§ **SOURCE EXTRACT**:
Review: $550 tablet doesn't make Windows look good
Review: Sluggish Archos 9 demonstrates pitfalls of tablet PCs, need for new tack by Microsoft

By Peter Svensson, AP Technology Writer , On Wednesday February 10, 2010, 3:13 pm

NEW YORK (AP) -- Apple brings out its iPad tablet computer in late March, but other companies are already preparing a new batch of tablets running Windows. Judging by a model that's already out, the $550 Archos 9, the Windows tablets have a rough road ahead.

Windows just doesn't seem at home when squeezed into this 1.8-pound slab, with a touch-sensitive screen that is 8.9 inches on the diagonal. It's sluggish, and the controls aren't adapted to the size of the screen or the fact that there's no real keyboard or mouse.

On-screen keyboards kept popping up in the wrong places, blocking the fields where I wanted to enter text and the buttons I wanted to push. I struggled to hit the little "x" in the corner of the window to close it, so I had to fall back on guiding the mouse cursor with a small touch pad that's built into the tablet's frame.

§ **WHAT NEEDS TO BE DONE**: Copy out the entire Archos 9 review word for word. The rows that follow have nothing to do with the Archos 9 review.

§ **DATASET EXCERPTS**:
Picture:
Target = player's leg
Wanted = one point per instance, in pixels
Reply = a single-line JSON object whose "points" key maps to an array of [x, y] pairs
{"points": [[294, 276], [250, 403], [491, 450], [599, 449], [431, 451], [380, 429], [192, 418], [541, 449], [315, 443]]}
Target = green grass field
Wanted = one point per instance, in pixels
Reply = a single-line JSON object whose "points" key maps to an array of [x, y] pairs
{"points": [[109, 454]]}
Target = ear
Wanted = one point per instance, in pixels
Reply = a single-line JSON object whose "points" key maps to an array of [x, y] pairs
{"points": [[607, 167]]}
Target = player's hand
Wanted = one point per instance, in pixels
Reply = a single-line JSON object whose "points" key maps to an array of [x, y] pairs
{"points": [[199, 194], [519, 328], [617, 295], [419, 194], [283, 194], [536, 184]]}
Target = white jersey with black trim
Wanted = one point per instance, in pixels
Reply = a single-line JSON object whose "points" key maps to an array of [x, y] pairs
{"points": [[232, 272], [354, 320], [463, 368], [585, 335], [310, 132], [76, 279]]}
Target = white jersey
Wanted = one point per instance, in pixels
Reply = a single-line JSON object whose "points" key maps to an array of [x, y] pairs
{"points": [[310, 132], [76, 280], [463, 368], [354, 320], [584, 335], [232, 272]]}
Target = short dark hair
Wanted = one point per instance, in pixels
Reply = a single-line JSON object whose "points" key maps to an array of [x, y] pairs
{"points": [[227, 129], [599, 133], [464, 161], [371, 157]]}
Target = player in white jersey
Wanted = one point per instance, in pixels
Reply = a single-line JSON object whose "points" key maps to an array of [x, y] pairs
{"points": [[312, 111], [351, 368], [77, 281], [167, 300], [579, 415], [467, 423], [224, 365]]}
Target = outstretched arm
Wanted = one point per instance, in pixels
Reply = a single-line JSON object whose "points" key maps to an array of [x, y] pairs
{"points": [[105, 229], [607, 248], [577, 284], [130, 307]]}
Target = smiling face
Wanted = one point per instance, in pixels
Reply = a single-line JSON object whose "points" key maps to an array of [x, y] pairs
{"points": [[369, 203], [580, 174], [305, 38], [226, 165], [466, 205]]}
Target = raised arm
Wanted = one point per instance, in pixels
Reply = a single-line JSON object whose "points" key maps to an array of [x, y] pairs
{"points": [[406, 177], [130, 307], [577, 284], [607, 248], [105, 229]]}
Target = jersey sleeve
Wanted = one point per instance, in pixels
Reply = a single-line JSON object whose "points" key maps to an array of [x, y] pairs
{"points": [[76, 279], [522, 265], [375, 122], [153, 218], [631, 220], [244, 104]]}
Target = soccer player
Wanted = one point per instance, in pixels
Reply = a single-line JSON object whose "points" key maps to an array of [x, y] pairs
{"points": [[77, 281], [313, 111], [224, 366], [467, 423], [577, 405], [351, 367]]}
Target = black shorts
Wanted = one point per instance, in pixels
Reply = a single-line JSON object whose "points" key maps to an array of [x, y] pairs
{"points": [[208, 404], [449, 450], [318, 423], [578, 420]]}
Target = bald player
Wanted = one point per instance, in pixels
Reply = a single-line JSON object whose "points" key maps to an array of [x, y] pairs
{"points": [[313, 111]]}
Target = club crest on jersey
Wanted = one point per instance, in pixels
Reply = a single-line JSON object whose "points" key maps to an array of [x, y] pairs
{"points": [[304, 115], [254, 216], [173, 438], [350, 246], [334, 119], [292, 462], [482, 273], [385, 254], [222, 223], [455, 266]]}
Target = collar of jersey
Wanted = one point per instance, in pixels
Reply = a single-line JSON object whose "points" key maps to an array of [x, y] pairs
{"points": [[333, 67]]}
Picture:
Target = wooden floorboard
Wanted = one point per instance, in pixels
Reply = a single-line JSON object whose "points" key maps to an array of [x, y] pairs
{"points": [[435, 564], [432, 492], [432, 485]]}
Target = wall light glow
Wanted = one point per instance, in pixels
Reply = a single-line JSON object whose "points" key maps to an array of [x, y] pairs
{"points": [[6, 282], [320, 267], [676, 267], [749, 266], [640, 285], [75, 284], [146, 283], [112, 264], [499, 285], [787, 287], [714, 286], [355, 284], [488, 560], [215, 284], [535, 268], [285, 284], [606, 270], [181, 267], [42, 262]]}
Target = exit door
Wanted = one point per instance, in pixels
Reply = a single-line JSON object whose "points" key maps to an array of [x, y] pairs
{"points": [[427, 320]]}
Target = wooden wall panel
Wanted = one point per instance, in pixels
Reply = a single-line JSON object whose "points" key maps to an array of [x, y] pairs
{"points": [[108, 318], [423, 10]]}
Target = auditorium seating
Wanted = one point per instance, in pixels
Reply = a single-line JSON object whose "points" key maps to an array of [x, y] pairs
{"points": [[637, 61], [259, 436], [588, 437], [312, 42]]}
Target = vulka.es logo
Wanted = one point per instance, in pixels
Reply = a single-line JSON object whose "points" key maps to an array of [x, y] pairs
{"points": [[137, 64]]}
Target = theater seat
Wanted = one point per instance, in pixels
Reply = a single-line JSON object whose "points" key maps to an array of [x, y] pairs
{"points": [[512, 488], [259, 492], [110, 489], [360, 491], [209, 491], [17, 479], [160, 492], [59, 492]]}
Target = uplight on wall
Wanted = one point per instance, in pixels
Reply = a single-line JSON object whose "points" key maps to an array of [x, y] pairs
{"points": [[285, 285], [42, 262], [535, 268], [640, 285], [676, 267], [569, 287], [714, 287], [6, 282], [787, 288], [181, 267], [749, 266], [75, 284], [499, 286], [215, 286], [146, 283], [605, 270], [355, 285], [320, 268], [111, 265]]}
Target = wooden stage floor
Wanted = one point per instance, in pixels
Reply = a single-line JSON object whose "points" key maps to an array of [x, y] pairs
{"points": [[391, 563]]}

§ **RESPONSE BELOW**:
Review: $550 tablet doesn't make Windows look good
Review: Sluggish Archos 9 demonstrates pitfalls of tablet PCs, need for new tack by Microsoft

By Peter Svensson, AP Technology Writer , On Wednesday February 10, 2010, 3:13 pm

NEW YORK (AP) -- Apple brings out its iPad tablet computer in late March, but other companies are already preparing a new batch of tablets running Windows. Judging by a model that's already out, the $550 Archos 9, the Windows tablets have a rough road ahead.

Windows just doesn't seem at home when squeezed into this 1.8-pound slab, with a touch-sensitive screen that is 8.9 inches on the diagonal. It's sluggish, and the controls aren't adapted to the size of the screen or the fact that there's no real keyboard or mouse.

On-screen keyboards kept popping up in the wrong places, blocking the fields where I wanted to enter text and the buttons I wanted to push. I struggled to hit the little "x" in the corner of the window to close it, so I had to fall back on guiding the mouse cursor with a small touch pad that's built into the tablet's frame.